◆ Texte de la page
------------------------
Éric Filion, de Desjardins Sécurité financière, n’a pas été surpris par le lancement de Sun Life, pas plus qu’il ne l’a été par celui de Manuvie deux ans plus tôt. Savoir comment ils décaisseront leur pécule de retraite est la préoccupation de l’heure pour les babyboumeurs qui partiront bientôt à la retraite.
« Les babyboumeurs ont influencé le marché des services financiers à toutes les étapes de leur vie. » M. Filion croit qu’il est maintenant primordial pour un assureur d’avoir sur ses tablettes des produits qui répondent à cette phase critique de leur vie.
De son côté, Mike Collins, de la Financière Manuvie, croit que le produit de GRM réparti mieux le risque des retraités lors du retrait. Il croit que le besoin des Canadiens ne se limite pas à la GRM. Leur besoin de sécuriser leurs prestations de retraite amènera selon lui les institutions financières à envisager plusieurs autres façons d’aider les participants de régime à se construire un revenu de retraite plus rapidement.
------------------------
◆ Tâche courte
Rédigez la suite de l'article sur le décaissement de l'épargne-retraite des babyboumeurs, en partant de sa dernière phrase.

◆ Segment de données
------------------------
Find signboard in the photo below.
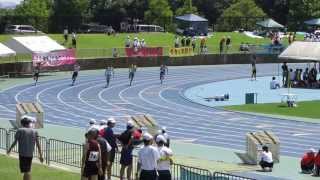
------------------------
◆ Résultat de la tâche
Cela dit, M. Collins croit que le moment est idéal pour lancer un produit GRM en collectif, avec les gouvernements qui mettent l’accent sur l’inadéquation du système de pension actuel. « Chaque Canadien devrait avoir au moins une partie de son revenu de retraite garanti. »
Pour sa part, Tom Reid, vice-président principal, régimes collectifs de retraite chez Sun Life, croit que le produit aide à faire du régime CD un fonds de pension qui se rapproche davantage du régime à prestations déterminées. Ce régime garantit le revenu de retraite en fonction des années de service. Sa popularité est toutefois en perte de vitesse chez les employeurs en raison de son cout élevé.

Pour sa part, DSF est le 7e joueur en épargne collective au Canada avec une part de marché de 1 % et un actif sous gestion de 900 millions de dollars (M$) au sein de ses régimes d'accumulation. L'assureur ne semble pas pressé de suivre la vague, mais dit en étudier la possibilité.

« Un produit comme celui de Sun Life a sa place, mais il est primordial que le participant soit accompagné lors de la transition vers la retraite, peu importe le produit qu'il choisit. Pour notre part, nous avons toujours privilégié l'accompagnement et l'éducation des participants en ce sens », explique Éric Filion, directeur principal, développement de produits et tarification, épargne-retraite collective chez DSF.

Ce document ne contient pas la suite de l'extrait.